**THE TASK:** Verbatim copy without images: repeat the records in full.

Top of DATASET EXTRACT

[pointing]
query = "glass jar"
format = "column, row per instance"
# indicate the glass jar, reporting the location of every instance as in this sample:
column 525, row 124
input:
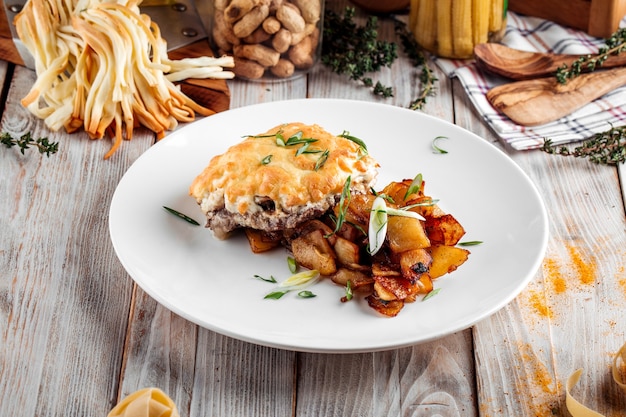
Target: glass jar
column 451, row 28
column 268, row 39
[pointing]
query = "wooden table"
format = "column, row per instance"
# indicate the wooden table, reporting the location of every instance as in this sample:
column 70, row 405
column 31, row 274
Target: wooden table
column 77, row 334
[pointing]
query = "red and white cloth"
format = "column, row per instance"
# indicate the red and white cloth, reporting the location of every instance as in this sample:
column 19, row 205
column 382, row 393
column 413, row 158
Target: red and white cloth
column 539, row 35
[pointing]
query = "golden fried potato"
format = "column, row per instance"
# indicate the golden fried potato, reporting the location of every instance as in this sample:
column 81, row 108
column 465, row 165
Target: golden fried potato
column 446, row 259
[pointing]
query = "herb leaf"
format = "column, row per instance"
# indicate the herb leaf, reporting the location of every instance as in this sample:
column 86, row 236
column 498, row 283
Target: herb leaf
column 26, row 141
column 306, row 294
column 353, row 50
column 275, row 295
column 270, row 279
column 606, row 148
column 182, row 216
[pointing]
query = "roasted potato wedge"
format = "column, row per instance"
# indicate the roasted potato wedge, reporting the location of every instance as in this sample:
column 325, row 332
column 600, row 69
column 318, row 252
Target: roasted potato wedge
column 414, row 263
column 386, row 308
column 446, row 259
column 406, row 233
column 444, row 230
column 260, row 241
column 313, row 251
column 358, row 279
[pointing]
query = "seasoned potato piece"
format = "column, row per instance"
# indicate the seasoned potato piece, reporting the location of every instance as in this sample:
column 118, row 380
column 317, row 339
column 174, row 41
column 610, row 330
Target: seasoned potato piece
column 358, row 279
column 406, row 233
column 392, row 288
column 397, row 191
column 348, row 253
column 387, row 308
column 358, row 211
column 260, row 241
column 444, row 230
column 425, row 207
column 414, row 263
column 313, row 251
column 446, row 259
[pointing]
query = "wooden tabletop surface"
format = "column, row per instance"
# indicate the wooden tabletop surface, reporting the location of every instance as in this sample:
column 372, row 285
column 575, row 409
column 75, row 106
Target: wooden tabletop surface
column 77, row 334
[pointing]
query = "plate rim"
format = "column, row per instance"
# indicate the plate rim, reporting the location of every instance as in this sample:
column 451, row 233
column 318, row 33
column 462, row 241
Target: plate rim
column 463, row 324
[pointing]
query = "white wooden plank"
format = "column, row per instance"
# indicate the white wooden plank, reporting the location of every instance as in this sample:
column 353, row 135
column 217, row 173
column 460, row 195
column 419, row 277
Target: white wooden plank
column 64, row 294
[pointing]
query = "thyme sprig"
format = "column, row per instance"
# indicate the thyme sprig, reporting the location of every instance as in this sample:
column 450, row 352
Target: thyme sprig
column 354, row 50
column 605, row 148
column 420, row 61
column 614, row 45
column 26, row 141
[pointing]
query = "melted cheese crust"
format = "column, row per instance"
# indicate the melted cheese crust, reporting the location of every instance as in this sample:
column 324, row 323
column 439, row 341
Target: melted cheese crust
column 234, row 180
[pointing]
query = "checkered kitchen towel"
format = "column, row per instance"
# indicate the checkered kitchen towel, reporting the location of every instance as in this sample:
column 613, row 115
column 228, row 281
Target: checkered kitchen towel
column 533, row 34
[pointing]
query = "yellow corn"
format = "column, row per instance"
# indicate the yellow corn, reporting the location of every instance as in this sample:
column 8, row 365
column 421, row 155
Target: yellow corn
column 451, row 28
column 480, row 12
column 444, row 27
column 496, row 15
column 462, row 44
column 426, row 25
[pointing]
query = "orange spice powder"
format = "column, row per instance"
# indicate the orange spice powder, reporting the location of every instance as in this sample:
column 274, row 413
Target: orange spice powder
column 538, row 303
column 585, row 269
column 553, row 275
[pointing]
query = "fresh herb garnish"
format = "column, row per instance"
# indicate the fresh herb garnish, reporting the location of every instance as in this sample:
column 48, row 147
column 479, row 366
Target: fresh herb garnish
column 295, row 282
column 322, row 160
column 270, row 279
column 431, row 294
column 354, row 50
column 306, row 294
column 614, row 45
column 606, row 148
column 415, row 186
column 420, row 61
column 362, row 146
column 182, row 216
column 275, row 295
column 26, row 141
column 377, row 225
column 292, row 264
column 436, row 148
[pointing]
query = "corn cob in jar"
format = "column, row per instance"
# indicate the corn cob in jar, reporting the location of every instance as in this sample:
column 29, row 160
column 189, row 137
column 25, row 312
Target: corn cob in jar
column 451, row 28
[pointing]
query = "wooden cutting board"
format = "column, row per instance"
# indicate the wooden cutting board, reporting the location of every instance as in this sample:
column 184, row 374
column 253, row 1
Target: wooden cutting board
column 213, row 94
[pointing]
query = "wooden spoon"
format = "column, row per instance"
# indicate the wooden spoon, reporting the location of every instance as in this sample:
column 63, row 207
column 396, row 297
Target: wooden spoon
column 544, row 100
column 523, row 65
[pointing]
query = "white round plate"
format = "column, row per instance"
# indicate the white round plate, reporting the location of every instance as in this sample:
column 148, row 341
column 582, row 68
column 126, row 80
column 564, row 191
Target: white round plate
column 212, row 283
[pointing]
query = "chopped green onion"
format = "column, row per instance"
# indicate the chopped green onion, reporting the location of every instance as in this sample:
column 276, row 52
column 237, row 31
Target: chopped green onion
column 270, row 279
column 182, row 216
column 415, row 186
column 293, row 266
column 300, row 280
column 404, row 213
column 347, row 135
column 378, row 225
column 322, row 160
column 437, row 148
column 348, row 295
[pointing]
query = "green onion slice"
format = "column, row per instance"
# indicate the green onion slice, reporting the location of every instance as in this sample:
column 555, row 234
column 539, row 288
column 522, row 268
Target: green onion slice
column 378, row 225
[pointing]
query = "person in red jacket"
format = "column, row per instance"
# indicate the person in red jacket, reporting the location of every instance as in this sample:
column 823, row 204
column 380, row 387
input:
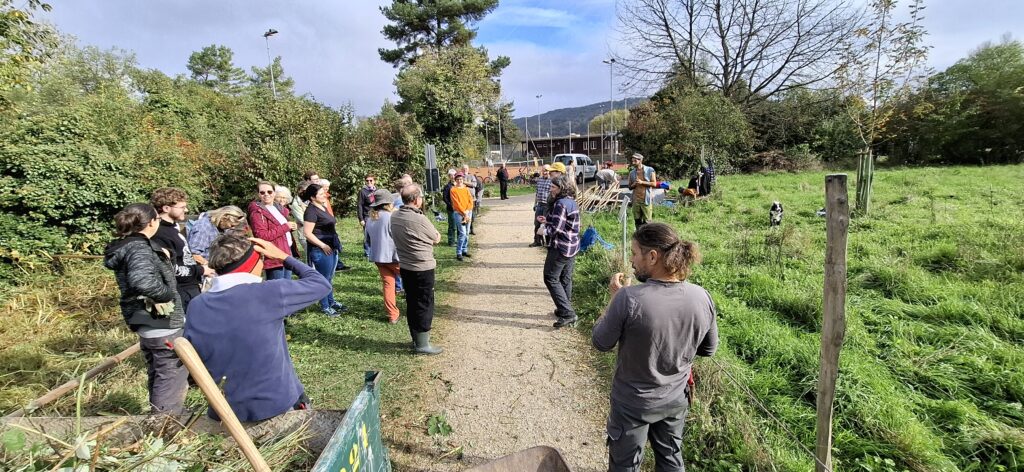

Bottom of DATASET EXTRACT

**EXERCISE ANSWER:**
[pointing]
query = "glass jar"
format = "column, row per instance"
# indicate the glass jar, reporting the location of every instance as in this sample:
column 525, row 124
input:
Target: glass jar
column 451, row 28
column 268, row 39
[pointing]
query = "wooden table"
format = "column, row per instance"
# indicate the wooden table, reporting the location of every instance as in this sample:
column 70, row 405
column 31, row 274
Target: wooden table
column 77, row 334
[pointing]
query = "red and white cloth"
format = "column, row per instance"
# indicate the red and white cloth, reporting the location of every instance as in this sample:
column 19, row 205
column 382, row 393
column 413, row 158
Target: red and white cloth
column 539, row 35
[pointing]
query = "golden fried potato"
format = "column, row per instance"
# indicate the golden fried potato, reporting the location of every instance as in this sample:
column 81, row 108
column 465, row 165
Target: golden fried potato
column 446, row 259
[pointing]
query = "herb leaf"
format = "column, row per instance"
# indicate the herb leaf, reporting the location of every instance as in this sample:
column 86, row 236
column 498, row 283
Target: herb leaf
column 26, row 141
column 306, row 294
column 353, row 50
column 275, row 295
column 270, row 279
column 606, row 148
column 182, row 216
[pointing]
query = "roasted potato wedge"
format = "column, row per instance"
# indicate the roasted potato wedge, reporting the location of every instance as in this sample:
column 325, row 332
column 600, row 69
column 318, row 252
Target: roasted potato wedge
column 414, row 263
column 386, row 308
column 446, row 259
column 406, row 233
column 444, row 230
column 260, row 241
column 313, row 251
column 358, row 279
[pointing]
query = "seasoned potato piece"
format = "column, row per instance"
# indicate the seasoned potato piece, reporting the location of every instance as in this sample:
column 118, row 380
column 317, row 339
column 174, row 41
column 610, row 330
Target: seasoned potato piece
column 358, row 279
column 406, row 233
column 392, row 288
column 397, row 191
column 348, row 253
column 387, row 308
column 358, row 211
column 260, row 241
column 444, row 230
column 425, row 207
column 414, row 263
column 313, row 251
column 446, row 259
[pointing]
query = "wooden tabletop surface"
format = "column, row per instance"
# indicate the wooden tabletop surface, reporting the location of every instance as in this sample:
column 372, row 285
column 575, row 409
column 75, row 106
Target: wooden tabletop surface
column 77, row 334
[pointing]
query = "plate rim"
format = "column, row per instance"
# indicate the plate rim, reporting the location of every instance as in this sample:
column 451, row 233
column 318, row 33
column 462, row 241
Target: plate rim
column 463, row 324
[pointing]
query = "white wooden plank"
format = "column, row per instance"
# indicate the white wooden plank, reporting the location of every instance as in this sample:
column 353, row 135
column 217, row 173
column 460, row 195
column 419, row 277
Target: white wooden plank
column 64, row 294
[pointing]
query = "thyme sprig"
format = "column, row per instance"
# indicate the thyme sprig, reporting the location of every instance as in this sample:
column 450, row 352
Target: thyme sprig
column 354, row 50
column 605, row 148
column 420, row 61
column 614, row 45
column 26, row 141
[pointing]
query = "melted cheese crust"
format = "column, row per instance"
# indicate the melted cheese crust, reporting the location of every instance as in this sample:
column 324, row 323
column 439, row 341
Target: melted cheese crust
column 234, row 180
[pointing]
query = "checkered kitchen towel"
format = "column, row per instance"
# indicate the checkered kitchen towel, reporting the location of every instance as in this sample:
column 613, row 115
column 228, row 281
Target: checkered kitchen towel
column 533, row 34
[pointing]
query = "yellow corn"
format = "column, row per instance"
# indicate the yellow corn, reporting the location of every instance as in this sample:
column 8, row 365
column 421, row 155
Target: yellow corn
column 451, row 28
column 480, row 12
column 444, row 27
column 496, row 15
column 462, row 44
column 426, row 25
[pointing]
query = "orange spice powder"
format = "column, row per instance"
# indicate the orange spice powder, reporting the location of every instance as in this sample:
column 274, row 413
Target: orange spice powder
column 538, row 303
column 585, row 269
column 553, row 275
[pointing]
query = "fresh herb garnish"
format = "column, row per instance"
# indicate the fresh herb garnish, reporting the location of every instance as in this sample:
column 48, row 147
column 479, row 366
Target: fresh herb garnish
column 295, row 282
column 322, row 160
column 270, row 279
column 431, row 294
column 354, row 50
column 306, row 294
column 614, row 45
column 606, row 148
column 415, row 186
column 420, row 61
column 362, row 146
column 182, row 216
column 275, row 295
column 26, row 141
column 377, row 225
column 292, row 264
column 436, row 148
[pointing]
query = "corn cob in jar"
format = "column, row per instance"
# indicate the corn cob in jar, reporting the location of every instance as in this sample:
column 29, row 160
column 189, row 137
column 25, row 312
Target: corn cob in jar
column 451, row 28
[pointing]
query = "wooden cutting board"
format = "column, row per instance"
# indicate the wooden cutting board, reporting the location of every instance as in this sample:
column 184, row 374
column 253, row 1
Target: wooden cutting board
column 213, row 94
[pointing]
query = "wooden spoon"
format = "column, row per instance"
# indicate the wooden spoon, reporting the location of every instance as in this sample:
column 63, row 207
column 396, row 297
Target: wooden spoon
column 544, row 100
column 523, row 65
[pointing]
query = "white round plate"
format = "column, row per instance"
# indicate the white round plate, reporting the location of every instance as in this sample:
column 148, row 341
column 582, row 68
column 126, row 80
column 564, row 191
Target: white round plate
column 212, row 283
[pointing]
query = "chopped green onion"
format = "column, row per instance"
# indicate the chopped green onion, reporting the location of every instance as in this sample:
column 276, row 52
column 237, row 31
Target: chopped green onion
column 270, row 279
column 182, row 216
column 415, row 186
column 293, row 266
column 300, row 280
column 404, row 213
column 347, row 135
column 378, row 225
column 322, row 160
column 437, row 148
column 348, row 295
[pointing]
query = "green onion slice"
format = "column, row per instance"
# indicate the green onion slice, reporting the location of every instance as in this sample:
column 555, row 234
column 539, row 288
column 522, row 268
Target: green onion slice
column 378, row 225
[pointing]
query = "person in red jacket"
format = "column, row per instance"
# indicate the person in red jacket, reporting the location of every instance as in this sample:
column 823, row 204
column 380, row 387
input:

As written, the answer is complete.